• Given data:

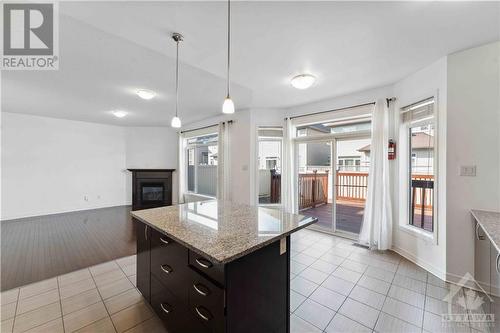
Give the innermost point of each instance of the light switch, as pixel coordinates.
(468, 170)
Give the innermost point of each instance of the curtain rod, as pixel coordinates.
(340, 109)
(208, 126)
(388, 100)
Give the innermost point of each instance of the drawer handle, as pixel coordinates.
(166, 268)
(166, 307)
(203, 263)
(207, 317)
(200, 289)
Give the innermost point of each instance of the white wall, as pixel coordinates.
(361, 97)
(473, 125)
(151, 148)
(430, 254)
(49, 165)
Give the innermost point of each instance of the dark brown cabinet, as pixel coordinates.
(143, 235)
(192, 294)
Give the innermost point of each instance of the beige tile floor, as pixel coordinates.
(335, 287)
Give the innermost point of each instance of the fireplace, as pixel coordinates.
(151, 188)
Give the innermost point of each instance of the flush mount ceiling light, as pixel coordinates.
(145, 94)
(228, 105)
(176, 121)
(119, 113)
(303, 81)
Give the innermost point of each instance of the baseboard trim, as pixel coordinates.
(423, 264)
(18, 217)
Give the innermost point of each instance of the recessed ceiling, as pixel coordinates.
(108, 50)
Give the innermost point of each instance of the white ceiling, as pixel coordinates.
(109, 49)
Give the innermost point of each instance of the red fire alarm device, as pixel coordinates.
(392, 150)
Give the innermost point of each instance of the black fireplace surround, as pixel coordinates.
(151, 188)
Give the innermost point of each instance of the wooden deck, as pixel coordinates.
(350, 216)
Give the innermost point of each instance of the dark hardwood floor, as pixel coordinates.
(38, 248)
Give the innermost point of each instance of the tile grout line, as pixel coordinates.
==
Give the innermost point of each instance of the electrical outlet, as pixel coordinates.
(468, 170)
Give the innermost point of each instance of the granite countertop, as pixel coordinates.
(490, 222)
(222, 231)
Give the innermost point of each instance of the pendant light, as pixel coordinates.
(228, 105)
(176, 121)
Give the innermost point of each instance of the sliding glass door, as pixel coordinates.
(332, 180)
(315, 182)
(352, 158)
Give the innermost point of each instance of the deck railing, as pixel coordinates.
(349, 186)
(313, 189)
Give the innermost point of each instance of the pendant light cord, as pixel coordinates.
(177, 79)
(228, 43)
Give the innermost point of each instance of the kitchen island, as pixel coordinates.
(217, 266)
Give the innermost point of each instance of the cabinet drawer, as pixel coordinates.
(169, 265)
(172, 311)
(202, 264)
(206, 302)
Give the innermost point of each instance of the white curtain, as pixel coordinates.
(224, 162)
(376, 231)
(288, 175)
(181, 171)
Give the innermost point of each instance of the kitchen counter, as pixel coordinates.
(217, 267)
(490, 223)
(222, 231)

• Problem to work on: Restate word for word the entries above, starting at the line with "Give the innermost point of each instance of the black" and ending at the line with "Give the innermost point of each instance of the tile", inclusive, and no others.

• Written response:
Give the innermost point of each instance of the black fireplace surround, as pixel coordinates.
(151, 188)
Give the innermost point of each instance of the wooden deck, as pixel coordinates.
(350, 216)
Give the innermost point of each instance of the dark hardwood floor, as pixel coordinates.
(38, 248)
Give the innermost point of each instance of the tile grout line, as pixel coordinates.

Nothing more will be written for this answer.